■ Exercise material

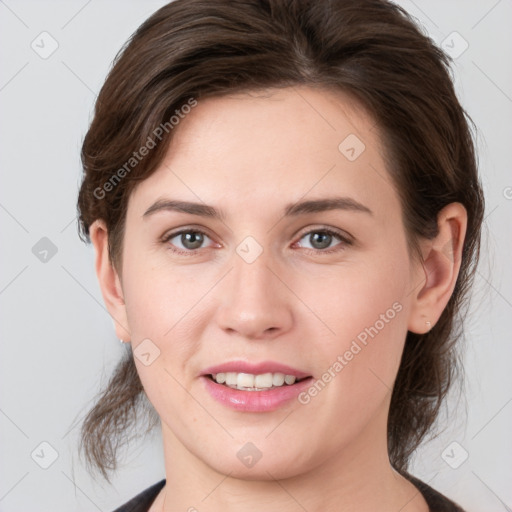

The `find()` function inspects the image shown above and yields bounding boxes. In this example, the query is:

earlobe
[408,203,467,334]
[89,220,131,341]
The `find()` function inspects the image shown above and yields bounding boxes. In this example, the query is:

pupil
[181,231,203,249]
[310,233,332,249]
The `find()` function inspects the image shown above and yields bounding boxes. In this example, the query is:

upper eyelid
[161,226,354,252]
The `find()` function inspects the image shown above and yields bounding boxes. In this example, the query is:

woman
[78,0,484,512]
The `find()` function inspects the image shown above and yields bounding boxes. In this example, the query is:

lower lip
[201,375,313,412]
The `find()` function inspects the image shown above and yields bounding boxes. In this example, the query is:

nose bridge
[218,244,293,338]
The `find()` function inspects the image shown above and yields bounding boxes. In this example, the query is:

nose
[217,252,293,340]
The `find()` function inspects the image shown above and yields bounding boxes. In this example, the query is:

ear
[408,203,467,334]
[89,220,131,341]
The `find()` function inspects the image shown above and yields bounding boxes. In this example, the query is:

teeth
[212,372,297,391]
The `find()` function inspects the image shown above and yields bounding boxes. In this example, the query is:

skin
[91,87,467,512]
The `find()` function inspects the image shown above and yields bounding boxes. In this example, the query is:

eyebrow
[143,197,373,219]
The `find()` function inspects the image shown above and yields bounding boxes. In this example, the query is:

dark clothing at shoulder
[114,475,464,512]
[114,479,165,512]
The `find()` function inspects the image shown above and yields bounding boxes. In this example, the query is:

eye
[297,228,351,252]
[163,229,217,253]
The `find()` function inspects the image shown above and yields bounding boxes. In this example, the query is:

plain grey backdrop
[0,0,512,512]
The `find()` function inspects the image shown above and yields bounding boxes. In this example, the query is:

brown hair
[78,0,484,479]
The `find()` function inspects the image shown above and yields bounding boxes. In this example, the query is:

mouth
[205,372,312,392]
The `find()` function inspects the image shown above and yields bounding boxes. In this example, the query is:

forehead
[129,87,397,220]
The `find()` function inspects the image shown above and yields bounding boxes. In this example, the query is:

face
[120,88,421,479]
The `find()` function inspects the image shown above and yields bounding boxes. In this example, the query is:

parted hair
[78,0,484,480]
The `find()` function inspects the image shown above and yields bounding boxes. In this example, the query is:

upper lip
[201,361,311,379]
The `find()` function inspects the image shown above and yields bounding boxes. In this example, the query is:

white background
[0,0,512,512]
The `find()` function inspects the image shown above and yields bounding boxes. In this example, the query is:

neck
[156,404,428,512]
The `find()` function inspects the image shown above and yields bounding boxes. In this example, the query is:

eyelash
[162,228,353,256]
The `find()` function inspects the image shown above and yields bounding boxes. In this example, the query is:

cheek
[296,250,409,408]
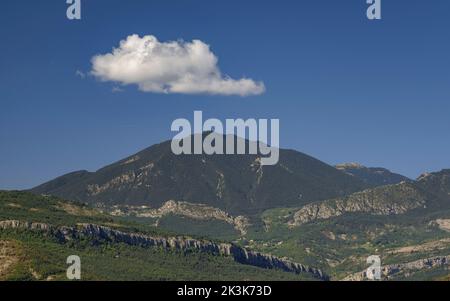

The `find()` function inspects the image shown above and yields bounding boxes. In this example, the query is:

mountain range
[31,135,370,215]
[0,134,450,280]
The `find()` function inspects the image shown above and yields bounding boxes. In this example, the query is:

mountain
[31,133,368,215]
[336,163,410,187]
[276,170,450,226]
[253,169,450,280]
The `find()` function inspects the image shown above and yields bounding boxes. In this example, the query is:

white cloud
[75,70,86,79]
[91,35,265,96]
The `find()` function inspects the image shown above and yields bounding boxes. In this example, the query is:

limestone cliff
[0,220,329,280]
[289,182,428,227]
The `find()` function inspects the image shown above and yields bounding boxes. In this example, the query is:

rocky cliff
[289,182,429,227]
[0,220,329,280]
[107,200,250,236]
[343,255,450,281]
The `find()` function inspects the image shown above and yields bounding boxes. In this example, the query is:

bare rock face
[289,182,428,227]
[343,255,450,281]
[0,220,329,280]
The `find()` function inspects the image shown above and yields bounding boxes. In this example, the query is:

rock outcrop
[288,182,428,227]
[343,255,450,281]
[0,220,329,280]
[109,200,250,236]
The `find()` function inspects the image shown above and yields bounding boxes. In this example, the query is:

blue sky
[0,0,450,189]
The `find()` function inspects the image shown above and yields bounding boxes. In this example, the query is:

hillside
[336,163,410,187]
[251,170,450,280]
[0,191,326,280]
[31,134,368,215]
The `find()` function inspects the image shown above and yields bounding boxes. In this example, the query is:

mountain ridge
[30,133,368,215]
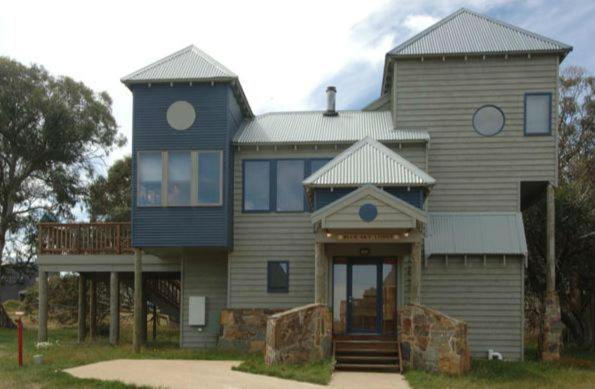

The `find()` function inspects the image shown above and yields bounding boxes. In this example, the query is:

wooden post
[109,271,120,345]
[411,242,421,304]
[153,304,159,342]
[142,292,148,344]
[546,184,556,293]
[78,273,87,343]
[37,270,48,342]
[132,248,143,353]
[89,275,97,340]
[314,242,328,305]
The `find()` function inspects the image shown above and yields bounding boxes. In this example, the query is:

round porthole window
[473,105,504,136]
[167,101,196,131]
[359,203,378,223]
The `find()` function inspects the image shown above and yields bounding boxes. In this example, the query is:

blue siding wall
[132,84,242,248]
[314,188,424,210]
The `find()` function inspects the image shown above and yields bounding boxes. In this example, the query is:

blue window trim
[523,92,552,136]
[267,261,289,293]
[242,159,277,213]
[471,104,506,137]
[242,158,332,213]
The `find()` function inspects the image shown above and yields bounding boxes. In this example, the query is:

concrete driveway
[65,359,409,389]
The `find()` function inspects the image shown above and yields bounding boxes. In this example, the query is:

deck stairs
[333,335,403,373]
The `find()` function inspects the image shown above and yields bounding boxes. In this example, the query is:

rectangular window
[310,159,330,175]
[137,151,163,207]
[167,151,192,206]
[277,160,304,212]
[267,261,289,293]
[525,93,552,135]
[198,151,223,205]
[244,161,271,211]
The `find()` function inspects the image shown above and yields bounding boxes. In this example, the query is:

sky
[0,0,595,167]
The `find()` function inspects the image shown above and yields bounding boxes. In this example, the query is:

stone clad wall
[219,308,283,352]
[399,304,471,374]
[265,304,332,366]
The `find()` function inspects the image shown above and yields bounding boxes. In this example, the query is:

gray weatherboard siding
[180,252,227,347]
[132,83,242,248]
[392,55,558,212]
[229,143,425,308]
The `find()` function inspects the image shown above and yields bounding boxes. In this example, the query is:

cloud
[0,0,595,167]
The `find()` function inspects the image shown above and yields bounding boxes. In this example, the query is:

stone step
[335,363,401,373]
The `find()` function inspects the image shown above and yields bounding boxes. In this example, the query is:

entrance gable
[311,185,427,230]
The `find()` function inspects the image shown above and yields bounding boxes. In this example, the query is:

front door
[347,260,382,333]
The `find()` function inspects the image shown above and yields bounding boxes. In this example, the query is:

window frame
[523,92,553,136]
[197,150,224,207]
[135,149,225,208]
[242,157,334,213]
[267,260,289,293]
[135,150,167,208]
[163,150,196,208]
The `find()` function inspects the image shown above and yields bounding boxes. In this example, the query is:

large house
[38,9,572,370]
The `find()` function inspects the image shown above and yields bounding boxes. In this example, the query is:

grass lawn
[234,354,334,385]
[405,348,595,389]
[0,328,245,388]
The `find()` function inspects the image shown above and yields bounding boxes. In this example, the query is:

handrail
[37,222,133,255]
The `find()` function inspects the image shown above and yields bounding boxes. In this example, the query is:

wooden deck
[37,222,133,255]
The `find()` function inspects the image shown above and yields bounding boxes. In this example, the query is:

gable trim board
[303,136,436,188]
[310,185,427,229]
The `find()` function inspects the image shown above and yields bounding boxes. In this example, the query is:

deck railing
[37,222,133,255]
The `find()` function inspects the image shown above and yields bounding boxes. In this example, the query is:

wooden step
[335,363,400,373]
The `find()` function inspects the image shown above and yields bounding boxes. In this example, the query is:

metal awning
[425,212,527,258]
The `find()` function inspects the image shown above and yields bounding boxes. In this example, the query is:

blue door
[346,259,383,334]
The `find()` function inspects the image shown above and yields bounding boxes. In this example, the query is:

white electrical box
[188,296,207,326]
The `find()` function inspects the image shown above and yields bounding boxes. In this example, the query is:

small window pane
[198,151,221,204]
[137,151,163,206]
[167,151,192,205]
[277,160,304,211]
[267,261,289,292]
[244,161,270,211]
[525,94,551,135]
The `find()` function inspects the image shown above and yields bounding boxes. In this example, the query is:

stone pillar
[37,270,48,342]
[132,248,143,353]
[109,271,120,345]
[410,242,421,304]
[539,184,564,361]
[89,276,97,340]
[314,242,328,305]
[78,273,87,343]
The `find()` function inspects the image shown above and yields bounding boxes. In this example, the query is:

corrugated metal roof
[122,45,238,84]
[389,8,572,56]
[234,111,430,145]
[120,45,254,118]
[303,137,435,187]
[425,212,527,257]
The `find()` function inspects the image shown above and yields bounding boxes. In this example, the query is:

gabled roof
[120,45,254,118]
[310,184,428,224]
[234,111,430,145]
[388,8,572,56]
[303,136,436,187]
[381,8,572,94]
[425,212,527,257]
[122,45,238,84]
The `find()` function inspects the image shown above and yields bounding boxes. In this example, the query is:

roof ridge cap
[189,45,238,78]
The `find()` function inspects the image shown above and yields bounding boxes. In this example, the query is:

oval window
[167,101,196,131]
[473,105,504,136]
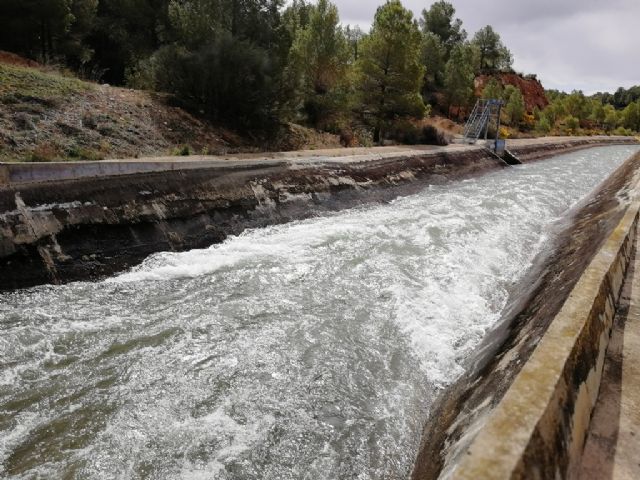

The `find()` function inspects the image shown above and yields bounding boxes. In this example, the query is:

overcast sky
[334,0,640,93]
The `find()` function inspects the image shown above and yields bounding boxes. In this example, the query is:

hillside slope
[0,52,340,161]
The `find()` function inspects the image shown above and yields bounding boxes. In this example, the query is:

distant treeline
[0,0,637,139]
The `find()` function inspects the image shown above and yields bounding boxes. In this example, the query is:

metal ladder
[463,99,503,143]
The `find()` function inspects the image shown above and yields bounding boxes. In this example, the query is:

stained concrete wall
[0,136,637,187]
[451,183,640,480]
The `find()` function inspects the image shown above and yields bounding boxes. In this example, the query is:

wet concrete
[573,231,640,480]
[413,155,640,479]
[0,137,635,290]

■ Objective
Report every line of the records that contains the word "concrete".

■ Solution to this problem
concrete driveway
stained concrete wall
wet concrete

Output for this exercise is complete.